**REQUIREMENTS**:
Extract each line of the material below that contains the string "digital", treating uppercase and lowercase letters as different.

**STORED DATA**:
------------------------------------

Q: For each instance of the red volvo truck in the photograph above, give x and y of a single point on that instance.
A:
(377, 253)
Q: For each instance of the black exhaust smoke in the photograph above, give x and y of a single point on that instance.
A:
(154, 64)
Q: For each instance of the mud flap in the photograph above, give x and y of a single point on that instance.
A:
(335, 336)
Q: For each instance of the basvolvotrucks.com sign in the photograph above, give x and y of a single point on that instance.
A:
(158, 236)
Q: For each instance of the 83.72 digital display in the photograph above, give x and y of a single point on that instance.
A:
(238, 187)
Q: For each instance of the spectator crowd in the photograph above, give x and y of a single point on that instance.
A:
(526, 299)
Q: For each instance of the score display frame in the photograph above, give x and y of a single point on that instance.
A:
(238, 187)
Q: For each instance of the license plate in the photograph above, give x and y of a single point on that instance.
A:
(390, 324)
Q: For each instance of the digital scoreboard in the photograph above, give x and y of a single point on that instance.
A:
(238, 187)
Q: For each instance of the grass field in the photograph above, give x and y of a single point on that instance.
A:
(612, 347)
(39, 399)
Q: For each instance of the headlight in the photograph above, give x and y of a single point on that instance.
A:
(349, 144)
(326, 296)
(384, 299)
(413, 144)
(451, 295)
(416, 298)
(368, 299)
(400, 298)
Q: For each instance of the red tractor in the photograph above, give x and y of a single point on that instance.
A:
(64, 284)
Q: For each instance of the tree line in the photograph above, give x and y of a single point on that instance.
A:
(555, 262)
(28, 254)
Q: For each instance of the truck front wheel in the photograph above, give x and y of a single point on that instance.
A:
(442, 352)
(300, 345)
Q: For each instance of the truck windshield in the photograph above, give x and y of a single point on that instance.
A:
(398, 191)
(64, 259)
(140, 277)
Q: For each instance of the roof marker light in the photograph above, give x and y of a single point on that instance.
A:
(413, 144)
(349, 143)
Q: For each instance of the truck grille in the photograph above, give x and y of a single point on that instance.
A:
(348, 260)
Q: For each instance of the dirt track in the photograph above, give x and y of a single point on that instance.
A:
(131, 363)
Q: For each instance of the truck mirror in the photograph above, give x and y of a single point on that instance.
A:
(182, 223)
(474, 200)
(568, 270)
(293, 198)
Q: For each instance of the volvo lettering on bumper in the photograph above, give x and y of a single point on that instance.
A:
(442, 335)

------------------------------------

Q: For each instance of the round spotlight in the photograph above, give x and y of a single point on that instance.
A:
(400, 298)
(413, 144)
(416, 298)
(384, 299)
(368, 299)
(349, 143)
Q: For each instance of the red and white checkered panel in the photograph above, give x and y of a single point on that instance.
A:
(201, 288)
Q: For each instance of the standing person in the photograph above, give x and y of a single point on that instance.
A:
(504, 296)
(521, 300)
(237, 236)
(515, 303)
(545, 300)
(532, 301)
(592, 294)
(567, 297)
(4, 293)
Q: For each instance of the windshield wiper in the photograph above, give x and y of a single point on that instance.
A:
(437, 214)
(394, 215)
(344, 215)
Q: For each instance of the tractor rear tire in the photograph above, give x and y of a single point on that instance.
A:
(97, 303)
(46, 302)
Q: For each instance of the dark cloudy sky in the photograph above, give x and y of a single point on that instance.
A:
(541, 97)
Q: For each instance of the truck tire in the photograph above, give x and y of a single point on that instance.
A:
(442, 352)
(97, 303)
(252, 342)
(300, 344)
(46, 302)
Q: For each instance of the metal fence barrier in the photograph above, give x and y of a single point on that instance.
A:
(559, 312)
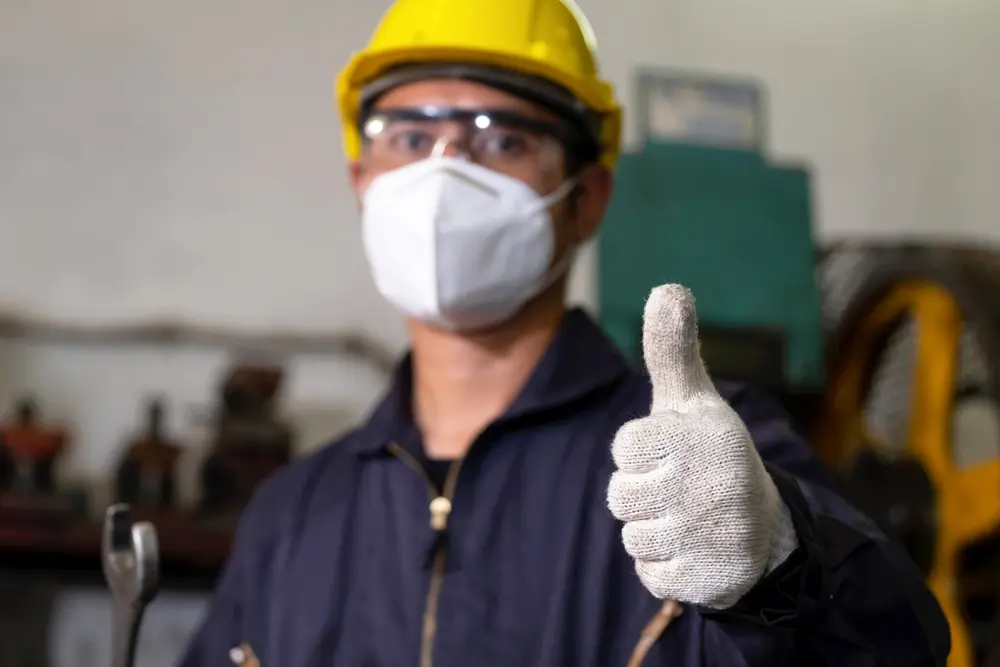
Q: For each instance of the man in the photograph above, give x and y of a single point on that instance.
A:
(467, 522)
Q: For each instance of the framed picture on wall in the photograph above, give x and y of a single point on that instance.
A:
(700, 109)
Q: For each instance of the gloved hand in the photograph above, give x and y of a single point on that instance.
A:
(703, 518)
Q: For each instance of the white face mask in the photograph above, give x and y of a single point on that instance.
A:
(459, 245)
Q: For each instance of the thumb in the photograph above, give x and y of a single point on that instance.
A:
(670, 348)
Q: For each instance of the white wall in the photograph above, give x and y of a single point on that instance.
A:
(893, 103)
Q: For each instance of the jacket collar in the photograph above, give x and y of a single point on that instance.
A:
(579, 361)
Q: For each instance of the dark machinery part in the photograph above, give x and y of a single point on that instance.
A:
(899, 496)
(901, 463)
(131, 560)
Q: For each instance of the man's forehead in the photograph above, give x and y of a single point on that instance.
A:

------------------------------------

**SOLUTION TO THE PROBLEM**:
Q: For each instance of the 83.72 digital display in the photograph above, give x and y of a single point on that instance.
Q: For each instance of the digital scoreboard in the photograph above, give x and y of a single point on that instance.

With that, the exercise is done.